What you should do
Go over the data and keep only the lines that include "Provide".

[Collected data]
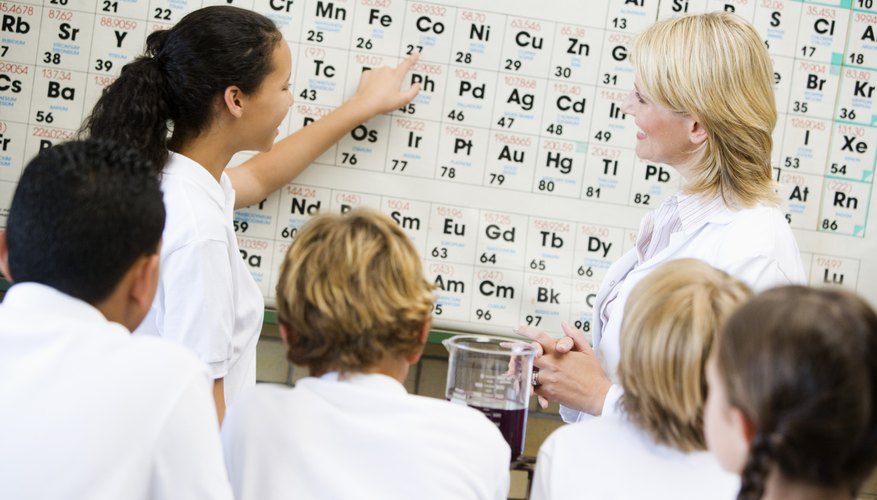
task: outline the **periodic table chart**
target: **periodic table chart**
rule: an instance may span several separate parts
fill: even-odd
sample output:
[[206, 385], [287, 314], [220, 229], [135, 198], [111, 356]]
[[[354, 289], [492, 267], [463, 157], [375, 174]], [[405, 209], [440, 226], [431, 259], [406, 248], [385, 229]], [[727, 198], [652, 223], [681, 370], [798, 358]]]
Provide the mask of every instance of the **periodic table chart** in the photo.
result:
[[436, 326], [557, 334], [567, 320], [589, 331], [609, 265], [679, 187], [672, 168], [634, 155], [636, 126], [621, 110], [630, 42], [656, 19], [724, 9], [755, 25], [773, 59], [772, 163], [811, 284], [877, 305], [875, 3], [2, 0], [0, 227], [22, 166], [74, 137], [148, 33], [235, 5], [270, 17], [292, 50], [295, 103], [281, 132], [339, 106], [364, 69], [421, 52], [411, 104], [236, 212], [242, 258], [269, 303], [298, 228], [362, 205], [389, 214], [421, 253]]

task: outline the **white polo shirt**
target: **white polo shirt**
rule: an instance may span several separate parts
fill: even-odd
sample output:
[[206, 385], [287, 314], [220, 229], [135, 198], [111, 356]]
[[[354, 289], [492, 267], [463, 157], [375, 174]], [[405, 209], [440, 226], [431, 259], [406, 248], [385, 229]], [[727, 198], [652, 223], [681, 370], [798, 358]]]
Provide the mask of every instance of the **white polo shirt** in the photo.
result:
[[185, 349], [13, 286], [0, 304], [0, 498], [231, 499], [211, 385]]
[[565, 425], [542, 443], [532, 500], [731, 500], [740, 479], [707, 451], [655, 444], [622, 418]]
[[231, 405], [256, 384], [256, 343], [265, 303], [241, 258], [232, 217], [235, 194], [195, 161], [170, 153], [161, 180], [167, 209], [161, 278], [135, 335], [180, 343], [224, 378]]
[[260, 384], [222, 426], [237, 500], [505, 500], [511, 452], [481, 412], [378, 374]]

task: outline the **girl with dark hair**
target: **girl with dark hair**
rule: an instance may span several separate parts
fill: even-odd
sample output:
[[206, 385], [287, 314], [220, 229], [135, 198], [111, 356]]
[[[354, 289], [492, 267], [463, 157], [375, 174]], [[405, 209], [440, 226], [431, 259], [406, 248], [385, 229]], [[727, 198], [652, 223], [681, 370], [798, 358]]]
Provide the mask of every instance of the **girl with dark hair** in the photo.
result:
[[[134, 147], [161, 175], [167, 224], [161, 280], [135, 332], [180, 342], [207, 363], [220, 420], [255, 384], [261, 293], [240, 258], [236, 208], [288, 183], [355, 126], [409, 102], [400, 91], [416, 61], [362, 74], [342, 106], [274, 144], [292, 95], [290, 49], [267, 17], [206, 7], [146, 41], [83, 124], [92, 137]], [[239, 151], [260, 151], [226, 170]]]
[[707, 363], [707, 445], [739, 500], [852, 499], [877, 464], [877, 315], [859, 297], [764, 292]]

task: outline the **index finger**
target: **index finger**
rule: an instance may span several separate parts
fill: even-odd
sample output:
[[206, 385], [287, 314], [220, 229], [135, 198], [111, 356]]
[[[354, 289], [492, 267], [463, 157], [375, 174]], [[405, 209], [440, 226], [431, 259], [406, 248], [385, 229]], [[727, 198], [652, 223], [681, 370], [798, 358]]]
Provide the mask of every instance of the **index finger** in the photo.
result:
[[413, 68], [414, 65], [417, 63], [418, 59], [420, 59], [420, 52], [411, 52], [411, 55], [409, 55], [405, 59], [402, 59], [402, 62], [400, 62], [399, 65], [396, 66], [396, 71], [402, 73], [403, 75], [405, 73], [408, 73], [409, 71], [411, 71], [411, 68]]
[[516, 334], [527, 337], [528, 339], [538, 343], [542, 346], [542, 352], [545, 354], [553, 354], [554, 353], [554, 337], [548, 335], [542, 330], [529, 325], [521, 325], [514, 330], [512, 330]]

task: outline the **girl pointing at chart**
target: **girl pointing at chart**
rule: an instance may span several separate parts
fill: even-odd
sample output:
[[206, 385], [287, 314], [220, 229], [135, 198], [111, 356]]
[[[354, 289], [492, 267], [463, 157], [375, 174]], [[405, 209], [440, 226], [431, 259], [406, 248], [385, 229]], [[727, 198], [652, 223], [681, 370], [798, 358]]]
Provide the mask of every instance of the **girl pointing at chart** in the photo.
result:
[[557, 343], [516, 330], [546, 353], [535, 363], [536, 393], [560, 402], [567, 421], [616, 411], [625, 303], [660, 264], [700, 259], [756, 291], [805, 281], [774, 192], [773, 70], [756, 31], [724, 12], [660, 21], [636, 39], [631, 63], [635, 85], [622, 110], [638, 128], [636, 154], [673, 167], [682, 189], [645, 215], [634, 248], [607, 271], [593, 308], [594, 350], [566, 324]]
[[[207, 7], [146, 41], [83, 125], [140, 150], [161, 176], [167, 223], [161, 276], [135, 332], [192, 349], [212, 370], [225, 407], [256, 381], [264, 303], [240, 258], [232, 214], [288, 183], [355, 126], [408, 103], [400, 91], [416, 61], [362, 74], [341, 107], [274, 144], [292, 105], [289, 46], [265, 16]], [[170, 138], [168, 138], [170, 133]], [[226, 170], [240, 151], [261, 153]]]

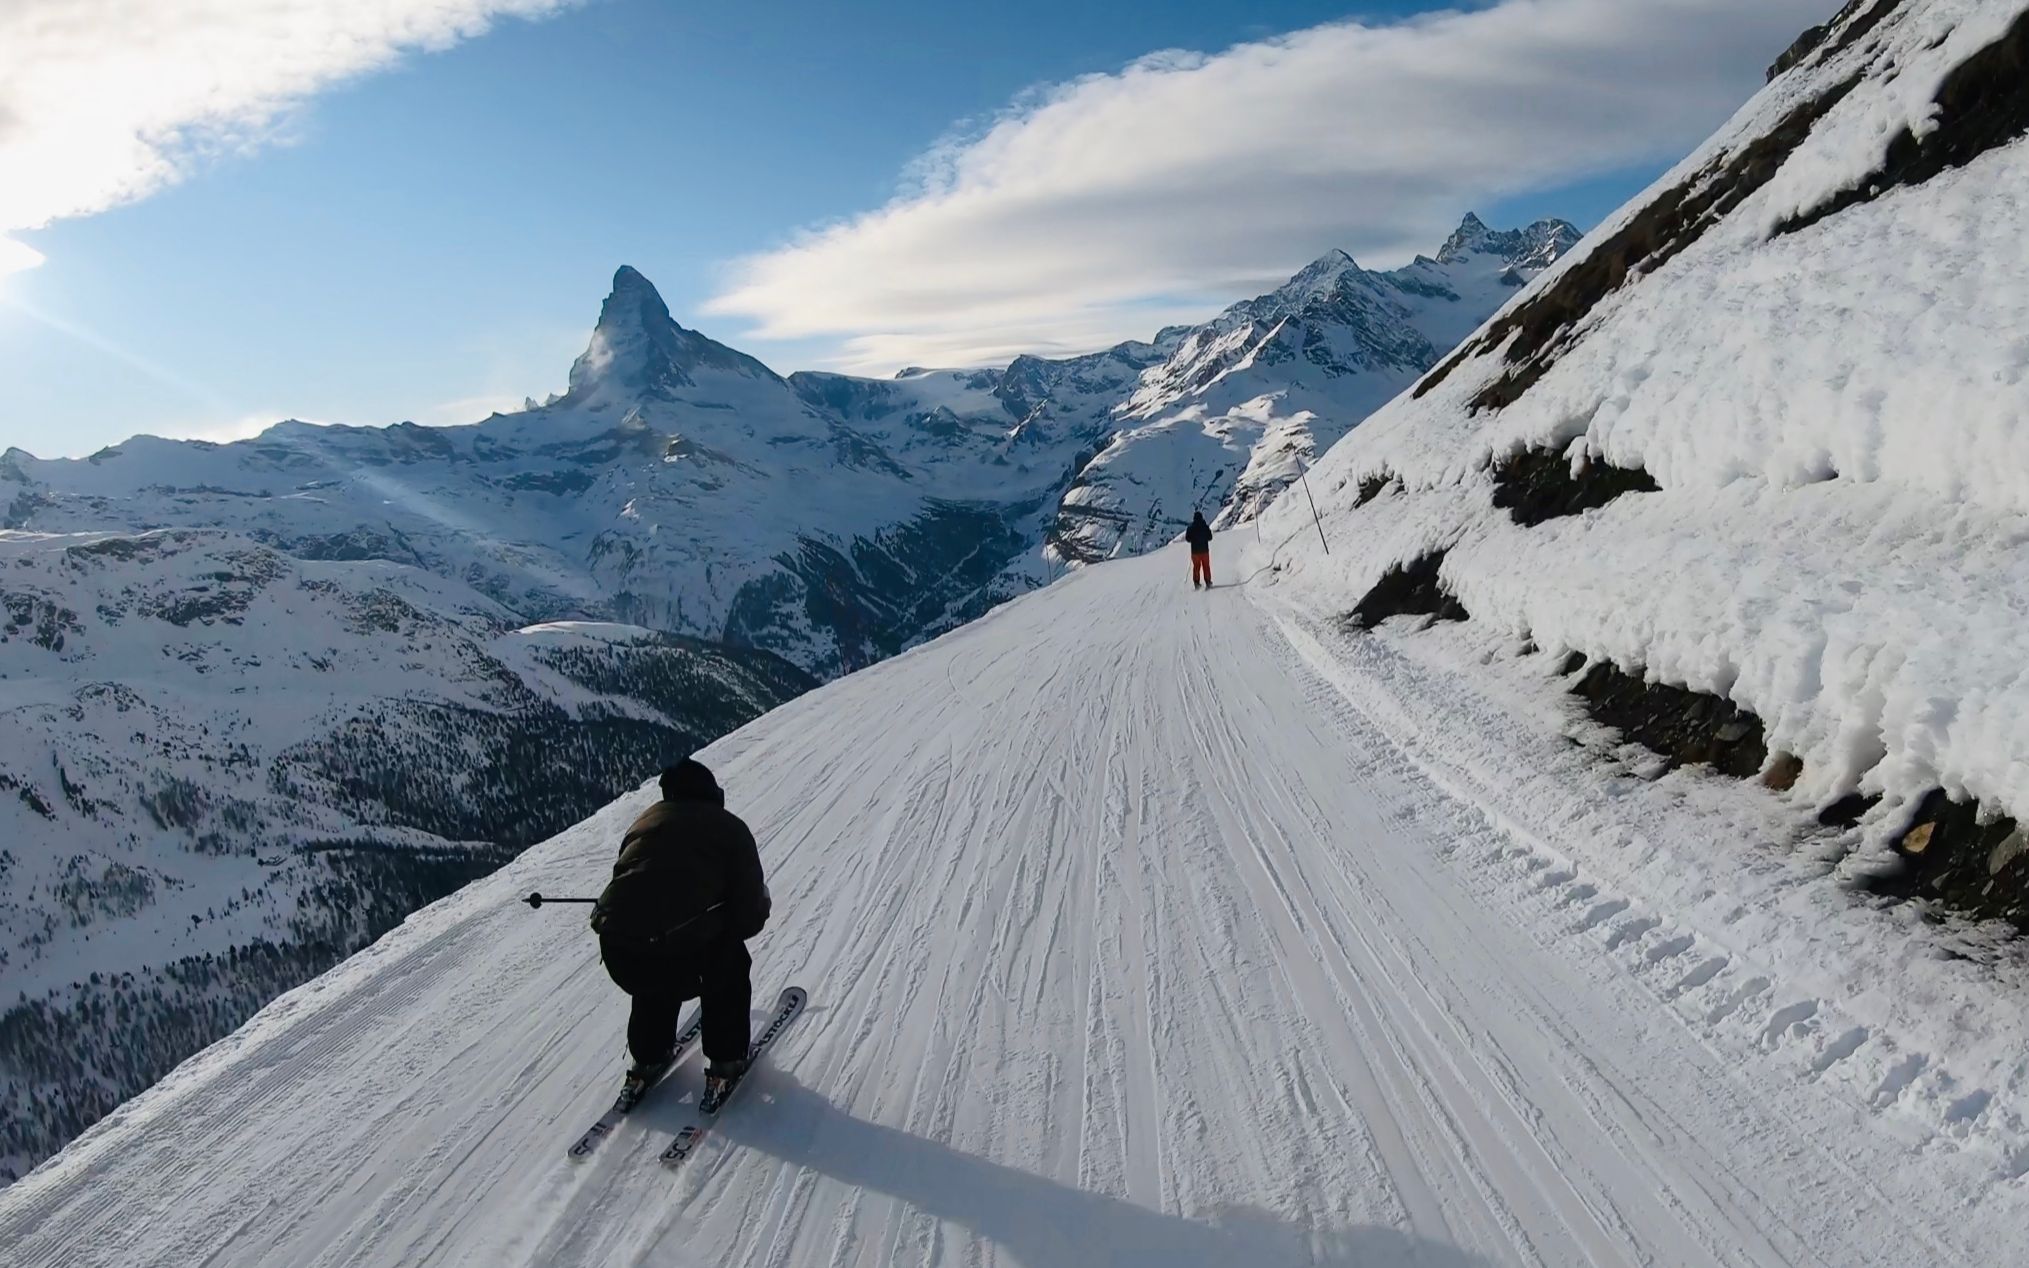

Response to the task
Provide the mask of every instance of the **periodic table chart** in the photo.
Provide the mask of every instance of the **white polo shirt** in the photo.
Provide the mask of every instance of the **girl with dark hair** in the photo.
Provide the mask of every instance of the **index finger** in the photo.
Provide the mask of every instance of the **girl pointing at chart** in the photo.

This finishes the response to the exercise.